§ FRAGMENTO DEL DOCUMENTO:
··········

Puede ser. Pero existe un Padre que llora con nosotros; existe un Padre que llora lágrimas de infinita piedad en relación de sus hijos. Nosotros tenemos un Padre que sabe llorar, que llora con nosotros. Un Padre que nos espera para consolarnos, porque conoce nuestros sufrimientos y ha preparado para nosotros un futuro diferente. Esta es la gran visión de la esperanza cristiana, que se dilata todos los días de nuestra existencia, y nos quiere consolar.
Dios no ha querido nuestras vidas por equivocación, obligando a Sí mismo y a nosotros a duras noches de angustia. En cambio, nos ha creado porque nos quiere felices. Es nuestro Padre, y si nosotros aquí, ahora, experimentamos una vida que no es aquella que Él ha querido para nosotros, Jesús nos garantiza que Dios mismo está obrando su rescate. Él trabaja para rescatarnos.
Nosotros creemos y sabemos que la muerte y el odio no son las últimas palabras pronunciadas en la parábola de la existencia humana. Ser cristiano implica una nueva perspectiva: una mirada llena de esperanza. Alguno cree que la vida contiene todas sus felicidades en la juventud y en el pasado, y que el vivir sea un lento decaimiento. Otros aún piensan que nuestras alegrías sean sólo ocasionales y pasajeras, y en la vida de los hombres está escrito el sin sentido.
Aquellos que ante tantas calamidades dicen: “Pero la vida no tiene sentido. Nuestro camino es sin sentido”. Pero nosotros los cristianos no creemos en esto. En cambio, creemos que en el horizonte del hombre existe un sol que ilumina por siempre. Creemos que nuestros días más bellos deben todavía llegar. Somos gente más de primavera que de otoño.
Me gustaría preguntarles, ahora –cada uno responda en su corazón, en silencio, pero responda–: ¿yo soy un hombre, una mujer, un joven, una joven, de primavera o de otoño? ¿Mi alma es de primavera o de otoño? Cada uno responda. Entrevemos los gérmenes de un mundo nuevo en vez de las hojas amarillentas sobre sus ramas. No nos quedamos en nostalgias, añoranzas y lamentos: sabemos que Dios nos quiere herederos de una promesa e incansables cultivadores de sueños.
No se olvide de esta pregunta: ¿Yo soy una persona de primavera o de otoño? De primavera, que espera la flor, que espera el fruto, que espera el sol que es Jesús; o de otoño, que está siempre con la mirada hacia abajo, amargado, y como a veces he dicho, con la cara de ajíes al vinagre, ¿no?

··········

[Datos de localización de objetos en lenguaje natural]
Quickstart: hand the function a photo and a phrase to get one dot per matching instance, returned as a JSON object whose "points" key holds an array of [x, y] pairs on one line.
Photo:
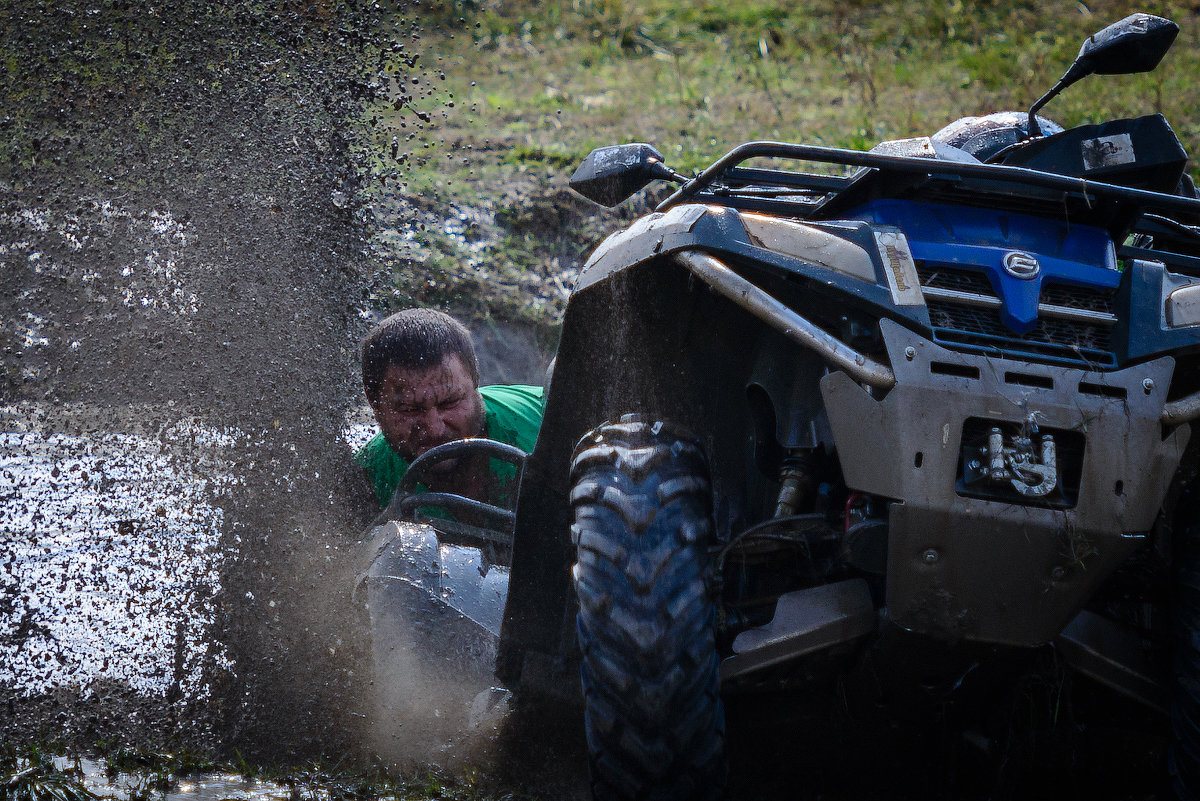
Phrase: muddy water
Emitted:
{"points": [[181, 262], [114, 550]]}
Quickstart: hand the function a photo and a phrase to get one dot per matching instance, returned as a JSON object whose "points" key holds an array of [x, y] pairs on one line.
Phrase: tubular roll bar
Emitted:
{"points": [[726, 167]]}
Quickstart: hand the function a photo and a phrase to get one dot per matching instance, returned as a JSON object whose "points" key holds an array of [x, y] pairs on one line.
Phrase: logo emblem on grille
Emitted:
{"points": [[1021, 265]]}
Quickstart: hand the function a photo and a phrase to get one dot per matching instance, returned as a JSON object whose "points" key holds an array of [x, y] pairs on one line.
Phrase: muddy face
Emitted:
{"points": [[419, 409]]}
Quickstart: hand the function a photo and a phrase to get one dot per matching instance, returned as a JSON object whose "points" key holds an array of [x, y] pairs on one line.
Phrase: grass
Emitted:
{"points": [[517, 92]]}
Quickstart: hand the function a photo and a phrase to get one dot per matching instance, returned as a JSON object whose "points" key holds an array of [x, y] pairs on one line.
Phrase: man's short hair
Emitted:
{"points": [[415, 338]]}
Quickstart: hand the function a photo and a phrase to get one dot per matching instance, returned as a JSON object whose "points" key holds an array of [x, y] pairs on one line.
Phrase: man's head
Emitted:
{"points": [[421, 379]]}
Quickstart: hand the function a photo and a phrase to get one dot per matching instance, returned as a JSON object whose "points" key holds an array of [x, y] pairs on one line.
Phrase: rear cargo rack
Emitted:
{"points": [[803, 194]]}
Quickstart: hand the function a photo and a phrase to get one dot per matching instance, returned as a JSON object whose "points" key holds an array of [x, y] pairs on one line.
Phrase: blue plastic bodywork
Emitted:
{"points": [[941, 235]]}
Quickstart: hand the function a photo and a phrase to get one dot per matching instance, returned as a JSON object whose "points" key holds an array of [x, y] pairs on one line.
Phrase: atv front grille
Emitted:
{"points": [[1074, 324]]}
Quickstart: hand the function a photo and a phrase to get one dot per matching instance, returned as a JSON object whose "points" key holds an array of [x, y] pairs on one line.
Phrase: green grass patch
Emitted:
{"points": [[537, 85]]}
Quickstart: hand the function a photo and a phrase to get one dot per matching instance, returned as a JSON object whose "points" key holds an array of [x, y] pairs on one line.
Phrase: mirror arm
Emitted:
{"points": [[1079, 68], [665, 173]]}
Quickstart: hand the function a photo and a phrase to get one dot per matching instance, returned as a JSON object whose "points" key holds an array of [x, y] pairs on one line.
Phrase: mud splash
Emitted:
{"points": [[183, 259]]}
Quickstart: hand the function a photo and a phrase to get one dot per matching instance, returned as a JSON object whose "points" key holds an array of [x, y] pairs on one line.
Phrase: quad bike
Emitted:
{"points": [[937, 401]]}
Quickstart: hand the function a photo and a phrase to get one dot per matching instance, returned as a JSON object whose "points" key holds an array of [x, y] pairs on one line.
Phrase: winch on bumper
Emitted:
{"points": [[943, 444]]}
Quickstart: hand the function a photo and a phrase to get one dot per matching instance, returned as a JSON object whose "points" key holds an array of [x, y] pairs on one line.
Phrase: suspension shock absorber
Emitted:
{"points": [[795, 481]]}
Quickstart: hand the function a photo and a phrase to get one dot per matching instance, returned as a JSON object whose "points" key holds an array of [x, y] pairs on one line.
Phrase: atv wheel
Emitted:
{"points": [[642, 528], [1186, 704]]}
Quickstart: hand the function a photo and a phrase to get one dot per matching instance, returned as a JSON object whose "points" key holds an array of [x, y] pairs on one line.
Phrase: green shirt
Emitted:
{"points": [[513, 415]]}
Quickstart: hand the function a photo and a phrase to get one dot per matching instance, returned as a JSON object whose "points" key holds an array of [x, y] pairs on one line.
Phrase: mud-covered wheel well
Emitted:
{"points": [[651, 339]]}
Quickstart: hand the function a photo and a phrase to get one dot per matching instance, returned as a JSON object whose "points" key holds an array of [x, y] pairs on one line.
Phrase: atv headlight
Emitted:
{"points": [[1183, 306]]}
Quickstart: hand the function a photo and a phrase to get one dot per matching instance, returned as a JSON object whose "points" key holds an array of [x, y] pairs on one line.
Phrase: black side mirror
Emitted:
{"points": [[1135, 43], [609, 175]]}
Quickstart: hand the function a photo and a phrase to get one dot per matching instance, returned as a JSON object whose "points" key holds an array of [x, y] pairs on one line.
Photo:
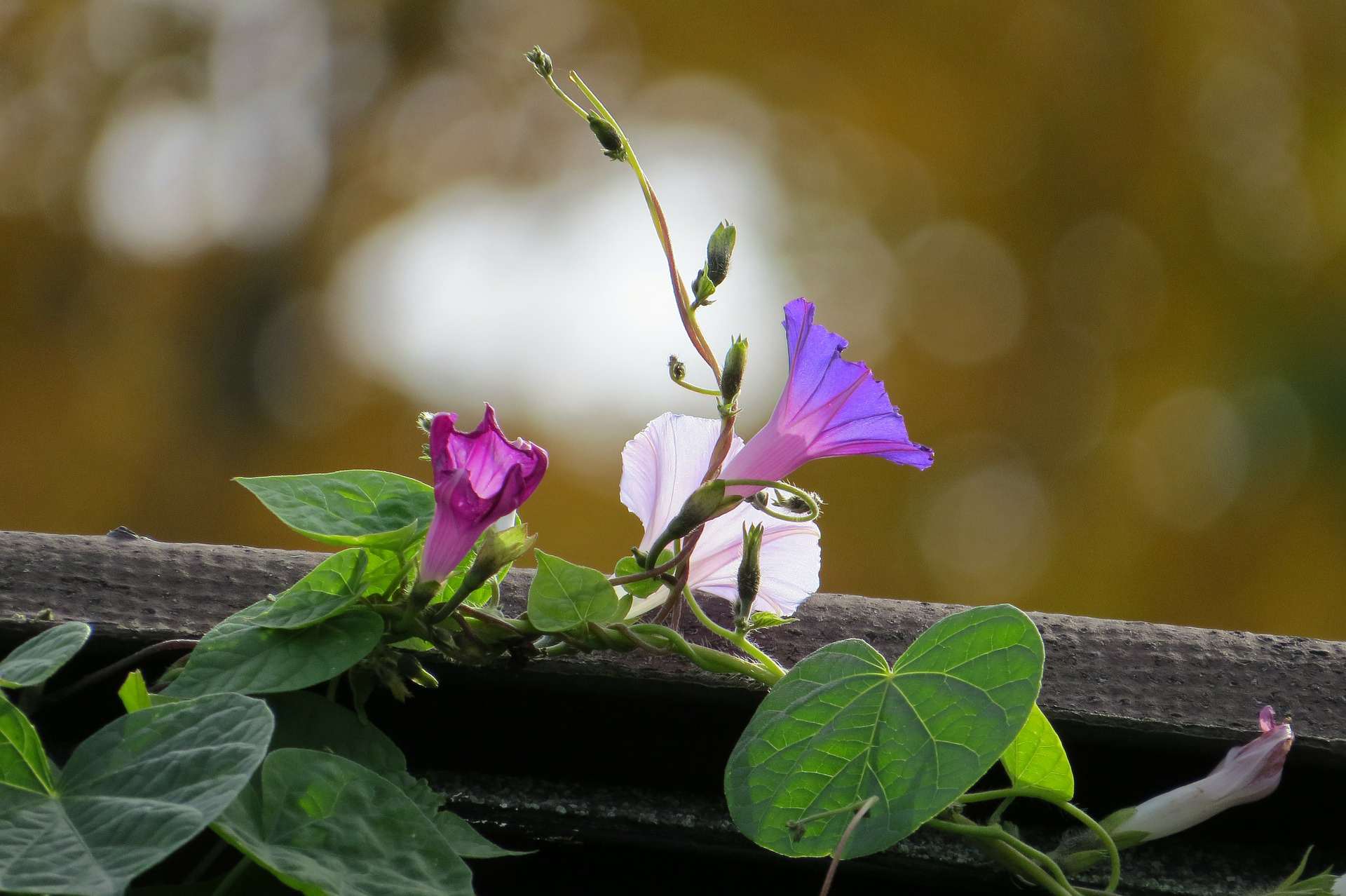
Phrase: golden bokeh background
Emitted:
{"points": [[1094, 249]]}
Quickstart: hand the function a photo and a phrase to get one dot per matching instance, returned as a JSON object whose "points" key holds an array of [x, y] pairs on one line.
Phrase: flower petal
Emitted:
{"points": [[791, 560], [664, 464]]}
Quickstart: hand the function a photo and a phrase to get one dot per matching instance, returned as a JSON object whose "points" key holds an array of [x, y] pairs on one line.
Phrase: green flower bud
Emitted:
{"points": [[541, 62], [703, 288], [731, 381], [607, 137], [750, 572], [719, 250]]}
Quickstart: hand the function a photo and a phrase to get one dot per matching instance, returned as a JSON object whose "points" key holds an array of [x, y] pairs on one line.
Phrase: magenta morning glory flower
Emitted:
{"points": [[480, 478], [1244, 775], [664, 464], [829, 408]]}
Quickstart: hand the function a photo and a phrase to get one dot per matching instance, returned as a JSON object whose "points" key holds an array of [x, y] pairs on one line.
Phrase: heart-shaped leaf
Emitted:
{"points": [[332, 588], [843, 727], [351, 509], [23, 762], [1037, 761], [326, 825], [240, 656], [39, 658], [564, 595], [131, 794]]}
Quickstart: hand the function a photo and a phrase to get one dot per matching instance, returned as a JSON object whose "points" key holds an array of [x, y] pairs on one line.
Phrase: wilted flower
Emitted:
{"points": [[1244, 775], [480, 477], [664, 464], [829, 408]]}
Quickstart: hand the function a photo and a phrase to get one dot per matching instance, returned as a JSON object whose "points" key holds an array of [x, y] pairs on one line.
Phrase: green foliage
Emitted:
{"points": [[241, 656], [23, 762], [329, 827], [1037, 761], [130, 796], [349, 509], [332, 588], [39, 658], [564, 597], [841, 727]]}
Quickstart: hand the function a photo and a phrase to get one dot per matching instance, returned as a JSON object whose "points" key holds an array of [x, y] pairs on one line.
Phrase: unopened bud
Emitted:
{"points": [[719, 250], [750, 572], [703, 288], [607, 137], [731, 381], [541, 62]]}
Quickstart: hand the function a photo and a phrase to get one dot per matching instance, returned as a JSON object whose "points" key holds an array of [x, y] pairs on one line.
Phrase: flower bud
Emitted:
{"points": [[750, 573], [731, 380], [719, 250], [607, 137], [541, 62], [703, 288]]}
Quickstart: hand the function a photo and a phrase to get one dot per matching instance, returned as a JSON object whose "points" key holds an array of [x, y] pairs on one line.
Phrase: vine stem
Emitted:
{"points": [[661, 229], [95, 677], [845, 837], [733, 637]]}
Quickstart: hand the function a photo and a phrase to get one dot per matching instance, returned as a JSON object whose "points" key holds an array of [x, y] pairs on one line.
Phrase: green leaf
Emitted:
{"points": [[564, 597], [351, 509], [466, 841], [240, 656], [1037, 761], [843, 727], [329, 827], [39, 658], [332, 588], [131, 794], [23, 762]]}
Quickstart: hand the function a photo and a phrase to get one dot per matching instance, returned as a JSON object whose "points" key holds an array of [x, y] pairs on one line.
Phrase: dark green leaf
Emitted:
{"points": [[333, 587], [564, 595], [240, 656], [351, 509], [1037, 761], [326, 825], [39, 658], [843, 727], [130, 796], [23, 762], [466, 841]]}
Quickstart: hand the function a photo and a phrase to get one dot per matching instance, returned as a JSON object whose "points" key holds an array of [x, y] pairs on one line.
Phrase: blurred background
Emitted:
{"points": [[1094, 249]]}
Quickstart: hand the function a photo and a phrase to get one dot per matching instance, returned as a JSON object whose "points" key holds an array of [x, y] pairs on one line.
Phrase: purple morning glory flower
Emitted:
{"points": [[829, 408], [480, 478]]}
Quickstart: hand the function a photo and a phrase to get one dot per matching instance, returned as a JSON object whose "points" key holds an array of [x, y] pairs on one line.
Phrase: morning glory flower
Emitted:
{"points": [[480, 478], [829, 408], [664, 464], [1244, 775]]}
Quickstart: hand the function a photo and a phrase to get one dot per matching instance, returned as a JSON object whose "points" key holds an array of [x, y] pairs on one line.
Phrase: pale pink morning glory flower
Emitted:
{"points": [[664, 464], [829, 408], [480, 478], [1244, 775]]}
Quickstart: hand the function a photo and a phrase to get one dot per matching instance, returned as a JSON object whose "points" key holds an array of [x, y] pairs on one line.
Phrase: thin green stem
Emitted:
{"points": [[1101, 833], [782, 486], [661, 229], [733, 637], [1035, 864]]}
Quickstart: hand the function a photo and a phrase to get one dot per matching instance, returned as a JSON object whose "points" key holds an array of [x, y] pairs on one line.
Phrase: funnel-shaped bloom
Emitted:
{"points": [[664, 464], [829, 408], [480, 477], [1244, 775]]}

··········

Prosigue el texto sobre la esperanza cristiana a partir de su última oración.

El cristiano sabe que el Reino de Dios, su Señoría de amor está creciendo como un gran campo de trigo, a pesar de que en medio esta la cizaña. Siempre existen problemas, existen las habladurías, existen las guerras, existen las enfermedades… existen los problemas. Pero el trigo crece, y al final el mal será eliminado.
El futuro no nos pertenece, pero sabemos que Jesucristo es la más grande gracia de la vida: es el abrazo de Dios que nos espera al final, pero que ya desde ahora nos acompaña y nos consuela en el camino. Él nos conduce a la gran “morada” de Dios entre los hombres (Cfr. Ap. 21,3), con tantos otros hermanos y hermanas, y llevaremos a Dios el recuerdo de los días vividos aquí abajo. Y será bello descubrir en ese instante que nada ha sido perdido, nada, ni siquiera una lágrima: nada ha sido perdido; ninguna sonrisa, ni ninguna lágrima.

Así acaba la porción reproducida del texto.